GIVEN EXERCISE: Write out the full listing below verbatim, keeping every line unchanged.

— START INPUT —

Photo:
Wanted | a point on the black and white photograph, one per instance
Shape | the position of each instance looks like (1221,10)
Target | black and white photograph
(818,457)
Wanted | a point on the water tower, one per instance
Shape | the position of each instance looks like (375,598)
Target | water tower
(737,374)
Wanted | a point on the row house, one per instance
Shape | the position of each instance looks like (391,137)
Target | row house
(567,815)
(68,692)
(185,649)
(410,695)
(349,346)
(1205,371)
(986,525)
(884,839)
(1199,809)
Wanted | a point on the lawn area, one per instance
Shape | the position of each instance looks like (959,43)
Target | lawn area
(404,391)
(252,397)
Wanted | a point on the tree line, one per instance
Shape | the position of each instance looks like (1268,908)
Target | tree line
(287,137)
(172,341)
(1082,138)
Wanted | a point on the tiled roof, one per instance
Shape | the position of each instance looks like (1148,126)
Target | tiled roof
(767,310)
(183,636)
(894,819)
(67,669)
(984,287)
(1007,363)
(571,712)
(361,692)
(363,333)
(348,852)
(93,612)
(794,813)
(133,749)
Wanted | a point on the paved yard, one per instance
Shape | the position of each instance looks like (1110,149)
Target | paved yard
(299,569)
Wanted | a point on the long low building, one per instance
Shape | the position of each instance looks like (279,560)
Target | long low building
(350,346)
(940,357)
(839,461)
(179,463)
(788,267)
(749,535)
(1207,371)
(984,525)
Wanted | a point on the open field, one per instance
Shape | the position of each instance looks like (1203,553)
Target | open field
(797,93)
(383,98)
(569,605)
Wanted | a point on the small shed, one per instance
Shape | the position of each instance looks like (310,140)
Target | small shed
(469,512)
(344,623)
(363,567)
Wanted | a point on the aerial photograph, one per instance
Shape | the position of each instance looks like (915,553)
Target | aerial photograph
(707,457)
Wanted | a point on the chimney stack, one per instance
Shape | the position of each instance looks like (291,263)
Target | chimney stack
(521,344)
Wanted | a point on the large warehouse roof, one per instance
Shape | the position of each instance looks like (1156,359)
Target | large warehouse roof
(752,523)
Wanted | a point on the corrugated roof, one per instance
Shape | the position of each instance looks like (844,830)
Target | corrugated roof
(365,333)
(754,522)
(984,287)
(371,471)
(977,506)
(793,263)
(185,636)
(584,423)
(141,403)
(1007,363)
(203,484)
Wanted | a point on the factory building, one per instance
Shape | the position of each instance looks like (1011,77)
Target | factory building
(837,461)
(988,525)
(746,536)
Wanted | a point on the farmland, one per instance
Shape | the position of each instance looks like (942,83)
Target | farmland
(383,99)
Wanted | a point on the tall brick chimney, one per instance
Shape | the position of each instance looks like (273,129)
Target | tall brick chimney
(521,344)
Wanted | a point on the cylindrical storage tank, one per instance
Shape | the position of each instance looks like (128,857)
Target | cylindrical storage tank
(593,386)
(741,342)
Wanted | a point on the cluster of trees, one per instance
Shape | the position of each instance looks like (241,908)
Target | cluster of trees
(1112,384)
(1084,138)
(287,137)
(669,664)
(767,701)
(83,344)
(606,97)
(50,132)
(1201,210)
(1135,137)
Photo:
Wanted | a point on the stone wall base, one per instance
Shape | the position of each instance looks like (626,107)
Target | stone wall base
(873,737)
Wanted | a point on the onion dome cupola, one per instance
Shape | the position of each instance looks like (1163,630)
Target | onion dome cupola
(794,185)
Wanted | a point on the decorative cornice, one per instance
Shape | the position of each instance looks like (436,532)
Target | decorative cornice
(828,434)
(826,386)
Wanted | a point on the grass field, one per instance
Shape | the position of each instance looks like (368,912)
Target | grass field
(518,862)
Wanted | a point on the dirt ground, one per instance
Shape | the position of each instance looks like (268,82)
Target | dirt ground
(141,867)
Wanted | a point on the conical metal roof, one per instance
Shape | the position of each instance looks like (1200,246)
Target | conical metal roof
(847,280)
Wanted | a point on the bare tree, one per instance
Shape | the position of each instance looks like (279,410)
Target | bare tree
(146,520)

— END INPUT —

ANSWER TO THE TASK:
Photo:
Wanted | a point on the black and white photograph, one per instance
Shape | the position of each instance looks like (1221,10)
Target | black and white photograph
(818,457)
Wanted | a point on the water tower, one per instance
Shape | the position of each instance looks like (375,598)
Target | water tower
(737,374)
Wanted | a point on the row house, one per instance
Shape | the position of each instance looks like (391,137)
Target | row house
(567,815)
(68,692)
(185,649)
(410,695)
(349,346)
(1205,371)
(986,525)
(884,839)
(1199,809)
Wanted | a point on the lawn area, one per instance
Shape | the position of each instance looks like (959,43)
Target | lawn area
(404,391)
(252,397)
Wanted | a point on the tree line, one per instance
Shape | the position of each instance looks like (1268,908)
Target | tree line
(287,137)
(172,341)
(1082,138)
Wanted | a point on the tiled roof, one per instance
Shape | the position of each instance looks like (1148,126)
Target | tiled roof
(767,310)
(183,636)
(894,819)
(67,669)
(984,287)
(1007,363)
(571,712)
(361,692)
(363,333)
(348,852)
(93,612)
(794,813)
(133,749)
Wanted | a point on the paved yard, one per instance
Shape | the position of each instance looks like (1110,149)
Target | paved yard
(299,569)
Wanted | a point on the long low building, one per instance
Shape | the position of each instance looks like (279,560)
Target | long low building
(350,346)
(940,357)
(839,461)
(179,463)
(788,267)
(749,535)
(1207,371)
(984,525)
Wanted | a point on the open field, one per instance
Shape | the position of each instance looks like (1203,553)
Target | open field
(797,93)
(383,98)
(569,605)
Wanted | a point on the small shed, one per instance
Shape | the position of each instance looks like (310,140)
Target | small shed
(469,512)
(344,623)
(363,567)
Wanted | a point on the aerial photograph, one per instance
Shape | the position of each instance looks like (915,553)
Target | aerial photograph
(707,457)
Wanted | a point on the chimney stack, one per instance
Shape | the position of each instance looks like (291,263)
Target | chimney stack
(521,344)
Wanted | a point on the large warehouse roof, one per instance
Shape | the position of each instance looks like (1156,359)
Target | large warehouse roof
(752,523)
Wanted | a point on the corrugated roof, one per instance
Shape | the position of each instance looks like (844,830)
Target | corrugated roof
(365,333)
(754,522)
(984,287)
(371,471)
(977,506)
(793,263)
(185,636)
(584,423)
(141,403)
(1007,363)
(203,484)
Wanted | a point on the factory building, one per instance
Shape | the position of each instance looks like (1011,77)
Target | factory building
(837,461)
(988,525)
(746,536)
Wanted | a point on the farmland, one per instance
Shape | the position of each instance looks like (942,83)
Target | farmland
(383,99)
Wanted | a point on the tall brick chimney, one per instance
Shape | the position of each instance looks like (273,129)
Target | tall brick chimney
(521,344)
Wanted | a point on the cylindrical storage tank, one per instance
Shape | the position of each instance looks like (128,857)
Target | cylindrical storage tank
(593,386)
(741,342)
Wanted | a point on the cluster of trees, one per instance
Shape | the position of each instance looks like (241,908)
Target | cluster of trees
(1112,384)
(1084,138)
(287,137)
(669,664)
(767,701)
(83,344)
(606,97)
(50,132)
(1201,210)
(1135,137)
Photo:
Wanted | a point on the stone wall base, one per instance
Shape | the position of each instance looks like (626,107)
Target | stone wall base
(873,737)
Wanted | a point on the onion dome cupola, one per instance
Shape | the position of each instance looks like (1163,630)
Target | onion dome cupola
(794,185)
Wanted | a point on the decorative cornice, one per instance
Shape | the position of each instance looks like (436,532)
Target | decorative cornice
(828,434)
(826,386)
Wanted | a point on the grass field, one per instance
Shape | the position of each instance looks like (368,912)
Target | grass field
(518,862)
Wanted | a point on the dirt ground, one per instance
Shape | the position of each instance looks like (268,82)
Target | dirt ground
(141,867)
Wanted | a point on the conical metal roof, one per instance
Shape | the position of each instance looks like (1200,246)
Target | conical metal roof
(847,280)
Wanted | a point on the bare tree, one per instance
Shape | the position of each instance looks like (279,410)
Target | bare tree
(146,520)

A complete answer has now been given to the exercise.